BEGIN

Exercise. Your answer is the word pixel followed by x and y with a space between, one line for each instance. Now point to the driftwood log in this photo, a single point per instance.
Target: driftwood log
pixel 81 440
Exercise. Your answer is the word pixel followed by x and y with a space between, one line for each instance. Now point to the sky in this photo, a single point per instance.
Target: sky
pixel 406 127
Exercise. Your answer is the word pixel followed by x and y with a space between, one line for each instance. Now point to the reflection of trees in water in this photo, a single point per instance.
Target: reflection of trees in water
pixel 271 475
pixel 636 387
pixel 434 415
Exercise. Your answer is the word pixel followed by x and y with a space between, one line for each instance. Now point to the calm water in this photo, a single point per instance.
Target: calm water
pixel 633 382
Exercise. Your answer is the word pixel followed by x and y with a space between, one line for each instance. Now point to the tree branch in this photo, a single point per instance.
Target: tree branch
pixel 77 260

END

WHAT THE TASK ASKS →
Lay out all the records above as a two-column CSV with the header row input,output. Give one row per record, with its text under input and its answer under output, and put each field in quotation marks with its line breaks replaced by spaces.

ANSWER TO THE TASK →
input,output
"Exercise. Your answer is the word pixel followed by x and y with a space between, one line for each instance. Now point to the driftwood log in this photo, a single point per instance. Target: driftwood log","pixel 81 440"
"Exercise. Your answer is the word pixel followed by x and y with a space between, one line for each instance. Now point to the sky in this photo, a single point per instance. Target: sky","pixel 406 127"
"Exercise. Your answer is the word pixel followed by x and y with a space between, one line for each instance. Now point to the reflection of trees in water in this photo, a single point per instance. Target: reflection of trees in water","pixel 271 475 pixel 636 387 pixel 434 415"
"Exercise. Your answer is the word pixel followed by x and y with a space between, one line for each instance. Now point to the calm water in this photo, a single point per instance. Target: calm water","pixel 633 382"
"Exercise. Your answer is the word pixel followed by x and y with a space between, one line for each instance. Now point to the tree branch in this photo, a single point per instance. Target: tree branch","pixel 77 260"